> Raw data:
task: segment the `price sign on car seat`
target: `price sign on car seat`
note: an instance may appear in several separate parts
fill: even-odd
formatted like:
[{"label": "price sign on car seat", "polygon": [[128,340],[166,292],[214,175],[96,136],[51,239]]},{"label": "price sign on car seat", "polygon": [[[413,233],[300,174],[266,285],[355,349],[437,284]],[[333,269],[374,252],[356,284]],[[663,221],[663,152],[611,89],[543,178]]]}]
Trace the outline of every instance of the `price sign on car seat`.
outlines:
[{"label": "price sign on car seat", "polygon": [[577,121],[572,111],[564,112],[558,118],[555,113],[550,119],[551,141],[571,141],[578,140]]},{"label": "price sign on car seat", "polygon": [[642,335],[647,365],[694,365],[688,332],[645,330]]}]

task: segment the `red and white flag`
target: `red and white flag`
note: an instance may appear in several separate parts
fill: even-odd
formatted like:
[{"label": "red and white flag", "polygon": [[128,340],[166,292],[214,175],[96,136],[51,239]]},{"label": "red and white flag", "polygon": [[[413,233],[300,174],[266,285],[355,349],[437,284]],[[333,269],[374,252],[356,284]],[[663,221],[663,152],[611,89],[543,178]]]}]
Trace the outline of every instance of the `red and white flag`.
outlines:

* * *

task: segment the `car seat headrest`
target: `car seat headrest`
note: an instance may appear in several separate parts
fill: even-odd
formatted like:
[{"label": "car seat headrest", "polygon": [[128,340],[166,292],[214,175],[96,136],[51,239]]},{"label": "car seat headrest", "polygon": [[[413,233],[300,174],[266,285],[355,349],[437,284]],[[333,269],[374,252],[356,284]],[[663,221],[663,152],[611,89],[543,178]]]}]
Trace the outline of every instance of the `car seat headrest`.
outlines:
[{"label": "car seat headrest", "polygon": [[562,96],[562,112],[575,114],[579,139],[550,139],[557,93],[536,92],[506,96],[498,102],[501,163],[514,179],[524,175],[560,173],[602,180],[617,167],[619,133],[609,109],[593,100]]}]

...

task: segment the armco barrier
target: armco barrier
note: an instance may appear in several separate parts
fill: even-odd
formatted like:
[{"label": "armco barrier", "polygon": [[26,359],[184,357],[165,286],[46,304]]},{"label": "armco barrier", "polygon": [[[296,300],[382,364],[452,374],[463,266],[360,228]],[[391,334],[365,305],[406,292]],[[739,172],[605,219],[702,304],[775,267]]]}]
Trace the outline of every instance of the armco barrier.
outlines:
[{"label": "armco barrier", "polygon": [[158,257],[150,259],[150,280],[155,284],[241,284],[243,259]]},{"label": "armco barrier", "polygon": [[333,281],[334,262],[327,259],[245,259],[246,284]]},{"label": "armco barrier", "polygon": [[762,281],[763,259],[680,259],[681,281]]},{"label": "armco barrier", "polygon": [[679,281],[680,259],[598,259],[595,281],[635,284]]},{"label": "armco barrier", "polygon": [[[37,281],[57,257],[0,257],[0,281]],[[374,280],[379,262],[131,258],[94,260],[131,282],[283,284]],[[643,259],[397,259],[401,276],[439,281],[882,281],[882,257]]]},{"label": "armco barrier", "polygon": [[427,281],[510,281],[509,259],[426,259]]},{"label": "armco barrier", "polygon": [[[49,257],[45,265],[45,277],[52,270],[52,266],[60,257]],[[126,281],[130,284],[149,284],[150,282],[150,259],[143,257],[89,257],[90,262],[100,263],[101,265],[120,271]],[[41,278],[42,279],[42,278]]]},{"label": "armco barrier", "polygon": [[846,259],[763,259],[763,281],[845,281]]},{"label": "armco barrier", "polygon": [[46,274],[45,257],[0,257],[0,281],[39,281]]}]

> Work instructions:
Which lines in the records contain the string "Trace" with matching case? Report each of those lines in full.

> Task answer:
Trace the outline of every instance of the `price sign on car seat`.
Trace the outline of every instance of the `red and white flag`.
Trace the outline of every instance of the `car seat headrest`.
Trace the outline of every instance of the armco barrier.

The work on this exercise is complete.